───── Dataset entries ─────

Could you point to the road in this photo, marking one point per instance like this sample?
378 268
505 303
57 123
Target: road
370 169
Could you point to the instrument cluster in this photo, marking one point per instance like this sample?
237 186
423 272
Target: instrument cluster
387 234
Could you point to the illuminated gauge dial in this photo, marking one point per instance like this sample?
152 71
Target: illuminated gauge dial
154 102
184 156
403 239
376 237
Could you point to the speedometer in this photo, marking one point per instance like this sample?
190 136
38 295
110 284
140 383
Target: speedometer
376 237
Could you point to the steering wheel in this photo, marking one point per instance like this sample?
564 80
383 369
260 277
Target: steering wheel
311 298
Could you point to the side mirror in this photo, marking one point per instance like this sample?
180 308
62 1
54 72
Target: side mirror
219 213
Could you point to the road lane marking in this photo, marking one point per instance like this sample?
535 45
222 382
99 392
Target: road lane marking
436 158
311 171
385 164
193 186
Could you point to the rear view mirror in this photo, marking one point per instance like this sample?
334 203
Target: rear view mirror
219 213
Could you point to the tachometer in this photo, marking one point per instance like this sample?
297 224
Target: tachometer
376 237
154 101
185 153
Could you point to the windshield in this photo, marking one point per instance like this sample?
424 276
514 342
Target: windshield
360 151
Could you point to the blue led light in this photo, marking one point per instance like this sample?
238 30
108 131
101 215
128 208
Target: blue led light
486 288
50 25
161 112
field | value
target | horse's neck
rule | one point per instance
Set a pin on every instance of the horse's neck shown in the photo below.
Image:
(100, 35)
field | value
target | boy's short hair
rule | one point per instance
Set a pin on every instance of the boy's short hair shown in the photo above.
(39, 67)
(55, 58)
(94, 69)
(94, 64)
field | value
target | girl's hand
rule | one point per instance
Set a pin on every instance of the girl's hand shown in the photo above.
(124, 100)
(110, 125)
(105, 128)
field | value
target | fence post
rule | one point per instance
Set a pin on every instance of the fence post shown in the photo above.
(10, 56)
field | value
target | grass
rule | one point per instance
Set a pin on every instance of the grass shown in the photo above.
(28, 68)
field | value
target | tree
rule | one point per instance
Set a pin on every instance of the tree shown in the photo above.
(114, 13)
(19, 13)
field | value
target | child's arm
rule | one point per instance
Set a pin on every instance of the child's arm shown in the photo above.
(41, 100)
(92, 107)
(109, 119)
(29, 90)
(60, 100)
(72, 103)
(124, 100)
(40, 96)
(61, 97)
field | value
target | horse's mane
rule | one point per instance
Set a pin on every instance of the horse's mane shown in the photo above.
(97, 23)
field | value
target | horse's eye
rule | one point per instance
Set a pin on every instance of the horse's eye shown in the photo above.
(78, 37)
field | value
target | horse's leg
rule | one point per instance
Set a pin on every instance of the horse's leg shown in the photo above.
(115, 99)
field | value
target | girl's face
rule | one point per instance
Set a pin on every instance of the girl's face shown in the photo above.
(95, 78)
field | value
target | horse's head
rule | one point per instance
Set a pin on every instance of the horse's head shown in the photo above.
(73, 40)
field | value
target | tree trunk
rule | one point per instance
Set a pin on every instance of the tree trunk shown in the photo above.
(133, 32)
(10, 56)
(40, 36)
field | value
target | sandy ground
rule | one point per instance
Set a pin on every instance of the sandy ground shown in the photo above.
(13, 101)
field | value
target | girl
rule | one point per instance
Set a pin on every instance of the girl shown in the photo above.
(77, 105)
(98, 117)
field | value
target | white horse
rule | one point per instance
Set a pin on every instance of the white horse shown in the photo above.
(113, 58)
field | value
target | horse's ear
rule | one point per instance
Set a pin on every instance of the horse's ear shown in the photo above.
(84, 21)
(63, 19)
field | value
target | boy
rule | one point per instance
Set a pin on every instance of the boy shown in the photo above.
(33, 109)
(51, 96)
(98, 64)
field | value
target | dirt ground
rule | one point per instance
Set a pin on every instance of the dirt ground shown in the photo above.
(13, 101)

─────

Work to be completed: Please write out exactly the line containing "Set a pin on every instance of the girl shown" and every line after it through the end of the records, nothing more.

Your response:
Set a pin on every instance of the girl shown in the photo above.
(77, 105)
(98, 117)
field | value
target | white horse
rule | one point per instance
Set a pin on every instance of the white horse shown in the photo above.
(113, 58)
field | value
target | horse's ear
rule | one point per instance
Set a pin on every instance of the horse's ear shown in the photo above.
(84, 21)
(63, 19)
field | value
target | boy
rule | one point per instance
Set a pin on every instance of the boy shown in the photo above.
(33, 109)
(51, 96)
(98, 64)
field | value
target | dirt ground
rule | one point per instance
Set a pin on every instance of the dirt ground shown in the photo above.
(13, 101)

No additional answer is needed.